Instructions to follow: Please write out, word for word, only the lines from the one containing "Target: gray fur" through the end of the entries, inclusive.

Provided material:
## BEGIN

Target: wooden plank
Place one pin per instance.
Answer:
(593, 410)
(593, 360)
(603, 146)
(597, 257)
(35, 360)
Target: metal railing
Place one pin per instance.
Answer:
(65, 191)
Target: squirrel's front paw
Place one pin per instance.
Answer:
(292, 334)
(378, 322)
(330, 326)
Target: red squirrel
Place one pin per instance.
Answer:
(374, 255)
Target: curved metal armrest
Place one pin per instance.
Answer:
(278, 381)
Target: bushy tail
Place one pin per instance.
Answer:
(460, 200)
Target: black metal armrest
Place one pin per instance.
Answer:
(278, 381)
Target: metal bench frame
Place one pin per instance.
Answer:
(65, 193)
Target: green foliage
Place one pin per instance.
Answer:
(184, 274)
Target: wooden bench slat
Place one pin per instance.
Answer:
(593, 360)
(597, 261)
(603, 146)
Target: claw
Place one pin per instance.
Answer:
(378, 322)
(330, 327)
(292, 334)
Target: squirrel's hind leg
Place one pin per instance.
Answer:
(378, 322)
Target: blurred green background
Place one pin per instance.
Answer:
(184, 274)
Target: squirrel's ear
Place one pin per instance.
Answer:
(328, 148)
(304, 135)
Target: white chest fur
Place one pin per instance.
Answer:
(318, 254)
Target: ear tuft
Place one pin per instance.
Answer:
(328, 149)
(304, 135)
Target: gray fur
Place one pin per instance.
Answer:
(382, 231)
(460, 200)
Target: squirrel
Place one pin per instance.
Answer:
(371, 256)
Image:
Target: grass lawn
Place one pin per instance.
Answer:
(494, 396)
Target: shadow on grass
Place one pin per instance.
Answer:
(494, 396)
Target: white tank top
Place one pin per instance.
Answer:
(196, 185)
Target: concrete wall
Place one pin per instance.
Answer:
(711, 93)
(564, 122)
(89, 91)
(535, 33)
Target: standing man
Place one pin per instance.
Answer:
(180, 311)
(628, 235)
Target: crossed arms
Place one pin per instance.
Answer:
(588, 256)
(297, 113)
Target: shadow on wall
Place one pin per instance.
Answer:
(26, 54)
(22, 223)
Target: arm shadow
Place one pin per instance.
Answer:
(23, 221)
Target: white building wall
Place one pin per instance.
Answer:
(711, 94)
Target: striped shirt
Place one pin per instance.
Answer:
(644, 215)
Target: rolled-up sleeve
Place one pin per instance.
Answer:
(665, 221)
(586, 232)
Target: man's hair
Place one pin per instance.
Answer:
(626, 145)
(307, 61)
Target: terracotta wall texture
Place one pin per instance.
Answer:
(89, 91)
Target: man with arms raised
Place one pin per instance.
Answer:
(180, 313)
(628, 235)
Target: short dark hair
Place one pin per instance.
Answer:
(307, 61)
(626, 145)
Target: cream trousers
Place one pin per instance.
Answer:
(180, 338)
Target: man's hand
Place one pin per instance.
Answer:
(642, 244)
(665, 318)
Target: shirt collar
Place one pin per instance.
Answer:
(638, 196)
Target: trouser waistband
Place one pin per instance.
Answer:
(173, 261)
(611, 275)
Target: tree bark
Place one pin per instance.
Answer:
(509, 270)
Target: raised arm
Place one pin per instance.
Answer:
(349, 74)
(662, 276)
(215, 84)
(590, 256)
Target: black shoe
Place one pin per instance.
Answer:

## END

Task response:
Target: gray fur
Place one pin per instance.
Answer:
(382, 231)
(460, 200)
Target: squirrel
Place one pin per instance.
Answer:
(371, 256)
Image:
Target: grass lawn
Place one pin per instance.
Answer:
(494, 396)
Target: shadow on grass
Place one pin per instance.
Answer:
(494, 396)
Target: white tank top
Place one pin per instance.
Answer:
(196, 185)
Target: concrete wall
Place one pin per instance.
Answer:
(711, 93)
(564, 122)
(89, 91)
(535, 33)
Target: standing man
Place one pin per instance.
Answer:
(180, 311)
(628, 235)
Target: crossed arms
Place one pin per instance.
Answer:
(588, 256)
(297, 113)
Target: shadow on wall
Place one pin per instance.
Answer:
(26, 54)
(22, 223)
Target: arm shadow
Place one pin per instance.
Answer:
(23, 221)
Target: white building wall
Place one pin per instance.
Answer:
(711, 94)
Target: striped shirt
Place one pin per instance.
Answer:
(644, 215)
Target: rolled-up sleeve
Place one pin per instance.
Answer:
(665, 221)
(586, 232)
Target: man's hair
Place one pin per instance.
Answer:
(626, 145)
(307, 61)
Target: terracotta wall texture
Place one pin per instance.
Answer:
(89, 91)
Target: man with arms raised
Place one pin per instance.
Answer:
(180, 313)
(628, 235)
Target: short dark hair
Place one pin per instance.
Answer:
(307, 61)
(626, 145)
Target: cream trousers
Place one pin per instance.
Answer:
(180, 338)
Target: man's hand
Place one pin per instance.
Answer:
(642, 244)
(665, 318)
Target: shirt collar
Place one pin per instance.
Answer:
(638, 196)
Target: trouser waistband
Place one pin per instance.
Answer:
(173, 261)
(611, 275)
Target: tree bark
Place one pin per instance.
Answer:
(509, 270)
Target: raised arm
Place one pin per instance.
Answer:
(349, 74)
(662, 276)
(215, 84)
(590, 256)
Target: black shoe
Place one pin per instance.
Answer:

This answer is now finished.